• **WHAT THIS TASK INVOLVES**: Return the records that follow, matching each one exactly.

[Records contained in a dataset]
Begin

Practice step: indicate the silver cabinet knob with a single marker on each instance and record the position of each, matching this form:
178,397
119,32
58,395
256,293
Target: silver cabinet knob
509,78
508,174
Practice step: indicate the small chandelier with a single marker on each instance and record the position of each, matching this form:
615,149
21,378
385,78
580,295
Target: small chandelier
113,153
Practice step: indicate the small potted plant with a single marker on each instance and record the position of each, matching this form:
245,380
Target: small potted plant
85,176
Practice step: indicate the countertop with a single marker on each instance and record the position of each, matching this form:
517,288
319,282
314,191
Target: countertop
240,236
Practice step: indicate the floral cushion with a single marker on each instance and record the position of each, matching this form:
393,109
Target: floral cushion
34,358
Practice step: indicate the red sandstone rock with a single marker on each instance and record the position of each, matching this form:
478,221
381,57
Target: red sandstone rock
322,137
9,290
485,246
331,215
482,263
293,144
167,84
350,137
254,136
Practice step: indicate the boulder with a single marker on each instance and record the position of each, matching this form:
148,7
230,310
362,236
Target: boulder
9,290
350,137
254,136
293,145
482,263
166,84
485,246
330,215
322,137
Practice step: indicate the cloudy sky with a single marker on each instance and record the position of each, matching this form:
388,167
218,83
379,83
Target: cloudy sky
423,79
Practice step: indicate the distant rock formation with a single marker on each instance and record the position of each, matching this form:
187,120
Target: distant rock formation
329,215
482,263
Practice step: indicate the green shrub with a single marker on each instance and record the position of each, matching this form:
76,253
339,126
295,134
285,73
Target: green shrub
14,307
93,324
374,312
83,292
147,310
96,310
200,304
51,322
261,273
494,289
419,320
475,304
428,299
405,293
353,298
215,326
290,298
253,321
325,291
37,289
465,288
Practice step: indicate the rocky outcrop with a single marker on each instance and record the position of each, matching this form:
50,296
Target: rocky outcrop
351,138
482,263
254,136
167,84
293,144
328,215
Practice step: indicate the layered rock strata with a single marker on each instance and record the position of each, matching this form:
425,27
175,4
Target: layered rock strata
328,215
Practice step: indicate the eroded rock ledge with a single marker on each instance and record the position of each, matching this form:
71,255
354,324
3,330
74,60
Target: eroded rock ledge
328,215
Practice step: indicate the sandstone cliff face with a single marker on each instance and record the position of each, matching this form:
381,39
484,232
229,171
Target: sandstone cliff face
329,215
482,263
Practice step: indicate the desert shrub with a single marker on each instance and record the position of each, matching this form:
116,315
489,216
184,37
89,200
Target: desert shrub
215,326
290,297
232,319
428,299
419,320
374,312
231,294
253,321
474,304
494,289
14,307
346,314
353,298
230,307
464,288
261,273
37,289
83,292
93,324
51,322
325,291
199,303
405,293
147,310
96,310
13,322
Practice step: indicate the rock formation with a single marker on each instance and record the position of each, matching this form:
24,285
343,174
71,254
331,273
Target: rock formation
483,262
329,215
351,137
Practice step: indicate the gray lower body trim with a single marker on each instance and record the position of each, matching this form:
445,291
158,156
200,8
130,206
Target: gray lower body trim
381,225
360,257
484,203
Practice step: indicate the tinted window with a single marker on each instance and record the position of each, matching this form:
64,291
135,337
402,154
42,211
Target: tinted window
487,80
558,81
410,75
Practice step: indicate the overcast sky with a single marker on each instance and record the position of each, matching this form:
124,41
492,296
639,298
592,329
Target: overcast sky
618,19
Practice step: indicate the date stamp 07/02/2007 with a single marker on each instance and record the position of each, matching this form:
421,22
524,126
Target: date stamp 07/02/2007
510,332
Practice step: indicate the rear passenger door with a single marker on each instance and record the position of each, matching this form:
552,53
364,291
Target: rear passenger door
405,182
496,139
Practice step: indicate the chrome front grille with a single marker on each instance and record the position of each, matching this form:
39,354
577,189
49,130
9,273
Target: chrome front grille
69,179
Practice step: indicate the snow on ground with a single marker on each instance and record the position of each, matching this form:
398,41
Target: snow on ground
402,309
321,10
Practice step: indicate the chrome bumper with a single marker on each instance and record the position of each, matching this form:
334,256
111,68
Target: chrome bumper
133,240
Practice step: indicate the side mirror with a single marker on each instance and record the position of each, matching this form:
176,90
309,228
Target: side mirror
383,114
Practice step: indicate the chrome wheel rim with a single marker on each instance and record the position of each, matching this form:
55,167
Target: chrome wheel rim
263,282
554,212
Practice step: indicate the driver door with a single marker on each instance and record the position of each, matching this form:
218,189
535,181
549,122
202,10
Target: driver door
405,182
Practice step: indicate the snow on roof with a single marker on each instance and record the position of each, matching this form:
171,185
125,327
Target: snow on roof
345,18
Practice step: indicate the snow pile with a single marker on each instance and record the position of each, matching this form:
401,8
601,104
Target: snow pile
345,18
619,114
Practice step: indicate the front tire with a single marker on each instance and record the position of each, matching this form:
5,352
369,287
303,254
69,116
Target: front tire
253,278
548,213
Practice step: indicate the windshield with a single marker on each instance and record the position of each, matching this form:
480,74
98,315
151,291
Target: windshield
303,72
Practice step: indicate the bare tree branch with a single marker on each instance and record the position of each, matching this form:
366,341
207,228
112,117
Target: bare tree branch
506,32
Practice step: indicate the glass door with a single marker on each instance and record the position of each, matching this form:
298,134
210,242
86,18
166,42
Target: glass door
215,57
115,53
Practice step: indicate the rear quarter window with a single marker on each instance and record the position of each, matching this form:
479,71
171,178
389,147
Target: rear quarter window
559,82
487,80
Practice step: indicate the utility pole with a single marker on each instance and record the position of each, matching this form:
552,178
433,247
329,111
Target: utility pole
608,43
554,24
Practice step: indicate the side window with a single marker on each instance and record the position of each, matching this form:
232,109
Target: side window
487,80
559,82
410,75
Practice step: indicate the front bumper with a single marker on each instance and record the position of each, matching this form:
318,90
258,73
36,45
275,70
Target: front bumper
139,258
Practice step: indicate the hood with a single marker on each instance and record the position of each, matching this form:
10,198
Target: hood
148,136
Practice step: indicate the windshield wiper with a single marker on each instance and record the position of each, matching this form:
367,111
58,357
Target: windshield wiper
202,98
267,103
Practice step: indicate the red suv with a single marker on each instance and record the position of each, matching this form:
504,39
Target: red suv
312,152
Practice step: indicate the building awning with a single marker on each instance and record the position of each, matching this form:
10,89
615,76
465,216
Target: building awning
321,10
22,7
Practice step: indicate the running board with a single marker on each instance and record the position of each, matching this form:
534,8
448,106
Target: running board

End

• **RESPONSE TO THE EXERCISE**:
Practice step: indicate the silver cabinet knob with a single marker on each instance and record the position of each, matching this form:
178,397
119,32
58,395
256,293
Target: silver cabinet knob
509,78
508,174
Practice step: indicate the small chandelier with a single marker on each instance and record the position of each, matching this form:
615,149
21,378
385,78
580,295
Target: small chandelier
113,153
Practice step: indicate the small potted plant with a single marker on each instance and record the position of each, matching this form:
245,380
Target: small potted plant
85,176
Practice step: indicate the countertop with a single marker on each instance and record the position of each, matching this form:
517,288
319,282
314,191
Target: countertop
240,236
Practice step: indicate the floral cushion with a single marker on each instance and record the position of each, matching this form:
393,109
Target: floral cushion
34,358
Practice step: indicate the red sandstone rock with a single marker on each instance and record the position of each, matching this form:
478,221
381,57
Target: red sandstone rock
322,137
9,290
485,246
331,215
482,263
293,144
167,84
350,137
254,136
Practice step: indicate the boulder with a single marker on each instance and record the position of each, matching this form:
148,7
230,310
362,236
Target: boulder
9,290
350,137
254,136
293,145
482,263
166,84
485,246
330,215
322,137
Practice step: indicate the cloudy sky with a single marker on each instance and record the position of each, matching this form:
388,167
218,83
379,83
Target: cloudy sky
423,79
Practice step: indicate the distant rock formation with a single marker on each instance and record the position of each, matching this form:
187,120
Target: distant rock formation
329,215
482,263
Practice step: indicate the green shrub with a single marker on each instance and record the position of each, matching this form:
76,253
339,126
295,134
285,73
Target: green shrub
14,307
93,324
374,312
83,292
147,310
96,310
200,304
51,322
261,273
494,289
419,320
475,304
428,299
405,293
353,298
215,326
290,298
253,321
325,291
37,289
465,288
Practice step: indicate the rocky outcrop with a single marker on each instance and record the position of each, matching this form:
50,296
Target: rocky outcrop
351,138
482,263
254,136
167,84
293,144
328,215
Practice step: indicate the layered rock strata with a single marker on each instance and record the position of each, matching this form:
425,27
175,4
Target: layered rock strata
328,215
Practice step: indicate the eroded rock ledge with a single marker on each instance and record the position of each, matching this form:
71,255
354,324
3,330
74,60
Target: eroded rock ledge
328,215
Practice step: indicate the sandstone cliff face with a single marker on each instance and record the position of each, matching this form:
381,39
484,232
229,171
Target: sandstone cliff face
329,215
482,263
Practice step: indicate the desert shrub with a single marker on each instance and record the position of each, matching this form:
116,315
489,216
184,37
89,200
Target: desert shrub
215,326
290,297
232,319
428,299
419,320
374,312
231,294
253,321
474,304
494,289
14,307
346,314
353,298
230,307
464,288
261,273
37,289
83,292
93,324
51,322
325,291
199,303
405,293
147,310
96,310
13,322
Practice step: indicate the rock formation with a single marker on each instance and record the position of each, matching this form:
24,285
343,174
71,254
331,273
Target: rock formation
483,262
329,215
351,137
Practice step: indicate the gray lower body trim with a single marker on each instance and record the position of each, matching this form:
445,291
158,156
200,8
130,206
Target: gray lower body trim
381,225
360,257
484,203
Practice step: indicate the tinted window with a single marker on each instance and record the position of each, matching this form:
64,291
135,337
402,154
42,211
Target: tinted window
487,80
558,81
410,75
Practice step: indicate the overcast sky with a single marker on each instance and record the position of each, matching this form:
124,41
492,296
639,298
592,329
Target: overcast sky
618,19
Practice step: indicate the date stamp 07/02/2007 with a single marker on each instance and record the position of each, matching this form:
421,22
524,126
Target: date stamp 07/02/2007
510,332
Practice step: indicate the rear passenger door with a single marker on each instance and record the position of each, matching this form:
552,53
364,291
Target: rear passenger door
405,182
496,139
Practice step: indicate the chrome front grille with a single marker on each instance and record the position of each, matching this form:
39,354
577,189
49,130
9,273
Target: chrome front grille
69,179
Practice step: indicate the snow on ground with a single marker on each instance and record the position of each, matching this form:
398,41
Target: snow on ground
402,309
321,10
Practice step: indicate the chrome bumper with a single marker on each instance and record the position of each, matching this form:
334,256
111,68
Target: chrome bumper
133,240
Practice step: indicate the side mirror with a single marker on each instance and record the position of each, matching this form:
176,90
309,228
Target: side mirror
383,114
Practice step: indicate the chrome wheel rim with a single marker on each instance and record the position of each, matching this form:
55,167
Target: chrome wheel rim
263,282
554,212
Practice step: indicate the driver door with a single marker on each instance and record the position of each, matching this form:
218,189
535,181
549,122
202,10
Target: driver door
405,182
Practice step: indicate the snow on roof with a single marker on each instance and record the position of each, matching this form:
171,185
125,327
Target: snow on roof
345,18
Practice step: indicate the snow pile with a single marker on each instance and record the position of each, matching this form:
401,8
601,104
Target: snow pile
345,18
619,114
Practice step: indicate the front tire with a single marker on each instance and record the position of each, matching this form:
5,352
369,287
303,254
69,116
Target: front tire
253,278
548,213
Practice step: indicate the windshield with a single marker on each instance and record the position of each, matching this form:
480,74
98,315
151,291
Target: windshield
303,72
Practice step: indicate the bare tree branch with a single marker on each instance and record the position of each, matching this form:
366,341
207,228
112,117
Target: bare tree branch
506,32
Practice step: indicate the glass door with a single marker on each instance and record the position of each, matching this form:
298,134
210,242
86,18
166,42
Target: glass door
215,57
115,53
Practice step: indicate the rear quarter window with a single marker on each instance and record the position of each, matching this form:
479,71
171,178
389,147
Target: rear quarter window
559,82
487,80
Practice step: indicate the utility pole with a single marker on each instance and record the position of each, matching this form:
552,178
433,247
329,111
Target: utility pole
608,43
554,24
Practice step: indicate the side window with a single marker on each instance and record the position of each, matching this form:
232,109
Target: side window
487,80
559,82
410,75
Practice step: indicate the front bumper with a single marker on each instance and record the position of each, matching this form:
318,90
258,73
36,45
275,70
Target: front bumper
139,258
Practice step: indicate the hood with a single marker on each instance and record the position of each, matching this form:
10,198
Target: hood
148,136
Practice step: indicate the windshield wiper with a single marker on each instance and record the position of each, matching this form:
367,111
58,357
Target: windshield wiper
202,98
267,103
Practice step: indicate the red suv with a single marker on each instance and record the position of each, matching this form:
504,39
Target: red suv
312,152
Practice step: indicate the building awning with a single marker on each instance and record the position of each, matching this form:
10,89
615,76
465,216
Target: building awning
321,10
22,7
Practice step: indicate the running board with a single marker on each instance and record the position of each, matching this form:
534,8
448,106
Target: running board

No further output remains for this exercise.